REQUIREMENT: All lines below containing "provide" are to be listed.

Collected data:
· · · ·

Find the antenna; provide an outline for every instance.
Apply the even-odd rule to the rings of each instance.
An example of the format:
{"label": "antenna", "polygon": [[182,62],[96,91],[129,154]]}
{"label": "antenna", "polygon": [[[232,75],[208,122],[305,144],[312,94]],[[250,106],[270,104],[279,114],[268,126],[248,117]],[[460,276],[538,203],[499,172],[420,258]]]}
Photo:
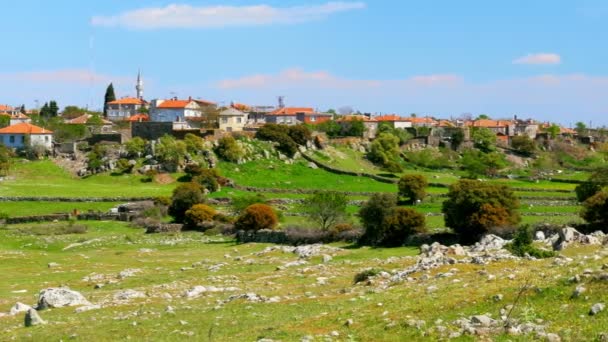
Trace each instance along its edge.
{"label": "antenna", "polygon": [[93,86],[95,85],[95,38],[93,37],[93,33],[89,35],[89,99],[87,101],[86,107],[89,108],[89,105],[93,107]]}
{"label": "antenna", "polygon": [[279,95],[278,99],[279,99],[279,108],[285,108],[285,96]]}

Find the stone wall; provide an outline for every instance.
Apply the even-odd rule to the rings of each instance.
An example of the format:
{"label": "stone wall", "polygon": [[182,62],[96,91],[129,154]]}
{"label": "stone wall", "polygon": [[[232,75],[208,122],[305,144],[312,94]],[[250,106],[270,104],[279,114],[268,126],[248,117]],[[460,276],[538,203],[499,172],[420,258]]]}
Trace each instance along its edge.
{"label": "stone wall", "polygon": [[173,132],[172,122],[133,122],[131,123],[131,136],[146,140],[157,140],[165,134]]}

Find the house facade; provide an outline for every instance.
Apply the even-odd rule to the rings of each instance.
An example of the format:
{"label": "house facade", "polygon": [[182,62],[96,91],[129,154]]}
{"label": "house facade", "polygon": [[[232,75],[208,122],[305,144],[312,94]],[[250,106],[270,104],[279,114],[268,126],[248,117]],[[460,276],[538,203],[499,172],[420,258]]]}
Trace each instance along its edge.
{"label": "house facade", "polygon": [[148,107],[148,103],[143,99],[135,97],[125,97],[116,101],[108,102],[106,113],[111,121],[127,120],[133,115],[141,112]]}
{"label": "house facade", "polygon": [[240,132],[247,124],[247,119],[247,113],[236,108],[227,108],[219,113],[219,126],[226,132]]}
{"label": "house facade", "polygon": [[83,114],[79,117],[73,118],[71,120],[67,120],[65,123],[69,125],[85,125],[89,127],[91,132],[101,132],[101,133],[109,133],[112,131],[112,121],[108,121],[105,119],[99,120],[99,122],[92,123],[89,120],[93,117],[92,114]]}
{"label": "house facade", "polygon": [[313,114],[315,110],[309,107],[283,107],[274,110],[266,115],[266,123],[278,125],[296,125],[298,122],[298,114],[306,115]]}
{"label": "house facade", "polygon": [[14,108],[9,105],[0,104],[0,114],[16,115],[19,113],[18,108]]}
{"label": "house facade", "polygon": [[41,145],[53,148],[53,132],[27,122],[0,129],[0,143],[16,149]]}
{"label": "house facade", "polygon": [[300,123],[318,125],[334,117],[331,113],[297,113],[296,120]]}
{"label": "house facade", "polygon": [[406,129],[412,127],[412,122],[406,118],[402,118],[395,114],[382,115],[375,118],[376,121],[387,122],[393,125],[393,128]]}

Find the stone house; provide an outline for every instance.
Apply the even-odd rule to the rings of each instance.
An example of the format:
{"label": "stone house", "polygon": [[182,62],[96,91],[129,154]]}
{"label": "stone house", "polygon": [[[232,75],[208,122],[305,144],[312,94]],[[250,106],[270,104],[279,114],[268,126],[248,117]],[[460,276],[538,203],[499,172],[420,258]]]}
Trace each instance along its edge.
{"label": "stone house", "polygon": [[53,132],[27,122],[0,129],[0,143],[6,147],[21,149],[42,145],[47,150],[53,148]]}
{"label": "stone house", "polygon": [[248,114],[236,108],[227,108],[219,113],[220,129],[226,132],[240,132],[247,124]]}
{"label": "stone house", "polygon": [[116,101],[108,102],[106,112],[111,121],[126,120],[148,107],[148,103],[135,97],[125,97]]}

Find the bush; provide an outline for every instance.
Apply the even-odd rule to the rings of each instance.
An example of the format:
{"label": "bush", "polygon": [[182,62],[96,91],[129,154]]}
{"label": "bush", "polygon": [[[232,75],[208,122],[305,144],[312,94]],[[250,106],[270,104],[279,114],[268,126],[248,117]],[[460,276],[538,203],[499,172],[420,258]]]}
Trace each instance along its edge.
{"label": "bush", "polygon": [[442,212],[446,226],[463,241],[473,242],[492,227],[518,223],[518,207],[507,186],[463,179],[450,186]]}
{"label": "bush", "polygon": [[169,215],[173,216],[175,222],[183,223],[186,211],[193,205],[204,202],[205,196],[199,184],[194,182],[181,184],[173,190]]}
{"label": "bush", "polygon": [[513,241],[507,244],[505,248],[514,255],[520,257],[524,257],[526,254],[539,259],[555,256],[555,252],[553,251],[546,251],[534,247],[532,230],[527,225],[524,225],[517,230]]}
{"label": "bush", "polygon": [[218,182],[218,178],[220,177],[217,169],[201,169],[199,175],[192,178],[192,181],[200,184],[200,186],[209,190],[209,192],[216,192],[220,188]]}
{"label": "bush", "polygon": [[248,206],[256,203],[267,204],[266,197],[262,194],[243,195],[232,198],[232,211],[240,215]]}
{"label": "bush", "polygon": [[383,272],[383,271],[381,269],[379,269],[379,268],[370,268],[370,269],[367,269],[365,271],[362,271],[362,272],[359,272],[359,273],[355,274],[355,279],[353,280],[353,282],[355,284],[357,284],[357,283],[361,283],[361,282],[367,281],[369,278],[375,277],[378,274],[380,274],[380,272]]}
{"label": "bush", "polygon": [[328,230],[346,216],[346,195],[336,191],[317,191],[304,200],[306,216],[322,230]]}
{"label": "bush", "polygon": [[274,229],[278,223],[277,214],[266,204],[252,204],[239,216],[234,224],[237,230]]}
{"label": "bush", "polygon": [[382,232],[382,225],[393,208],[397,205],[397,196],[392,194],[374,194],[359,210],[359,217],[365,232],[359,243],[375,245]]}
{"label": "bush", "polygon": [[371,145],[367,158],[372,162],[387,166],[399,157],[399,138],[390,133],[381,133]]}
{"label": "bush", "polygon": [[511,138],[511,147],[526,156],[530,156],[536,151],[536,143],[527,135],[517,135]]}
{"label": "bush", "polygon": [[205,204],[195,204],[186,210],[184,224],[190,228],[195,228],[203,222],[213,221],[217,211]]}
{"label": "bush", "polygon": [[428,182],[423,175],[403,175],[397,186],[399,196],[407,198],[410,203],[415,203],[426,197]]}
{"label": "bush", "polygon": [[278,143],[277,149],[290,157],[298,151],[298,145],[289,136],[289,127],[285,125],[265,124],[258,129],[255,137]]}
{"label": "bush", "polygon": [[587,198],[598,193],[604,186],[608,185],[608,168],[596,169],[589,179],[579,184],[574,191],[579,202],[584,202]]}
{"label": "bush", "polygon": [[312,139],[312,133],[306,125],[289,126],[287,134],[298,145],[306,145],[306,142]]}
{"label": "bush", "polygon": [[413,234],[426,232],[425,217],[411,208],[394,208],[384,218],[382,231],[378,232],[378,245],[402,246]]}
{"label": "bush", "polygon": [[608,191],[602,190],[583,202],[581,217],[595,224],[608,224]]}
{"label": "bush", "polygon": [[141,157],[144,154],[145,148],[146,141],[140,137],[134,137],[125,143],[125,149],[127,150],[129,157]]}
{"label": "bush", "polygon": [[144,183],[151,183],[154,180],[154,177],[158,175],[158,171],[156,169],[149,169],[144,173],[144,177],[141,179]]}
{"label": "bush", "polygon": [[218,146],[215,149],[217,155],[229,162],[237,162],[245,156],[245,151],[231,136],[225,136],[218,140]]}

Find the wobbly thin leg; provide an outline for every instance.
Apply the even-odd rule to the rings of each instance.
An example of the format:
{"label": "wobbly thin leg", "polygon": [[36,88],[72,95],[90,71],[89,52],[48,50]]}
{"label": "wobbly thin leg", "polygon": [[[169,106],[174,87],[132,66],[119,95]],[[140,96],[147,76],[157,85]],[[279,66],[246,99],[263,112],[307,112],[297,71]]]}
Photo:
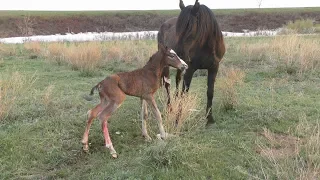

· · · ·

WRITTEN RESPONSE:
Find the antenna; provide an outline for every instance.
Find the stone wall; provide an outline for every instance.
Find the house facade; provide an outline for every instance.
Find the stone house; provide an outline for every instance.
Find the bush; provide an outline for every instance.
Find the wobbly thin leg; provide an outline for every instance.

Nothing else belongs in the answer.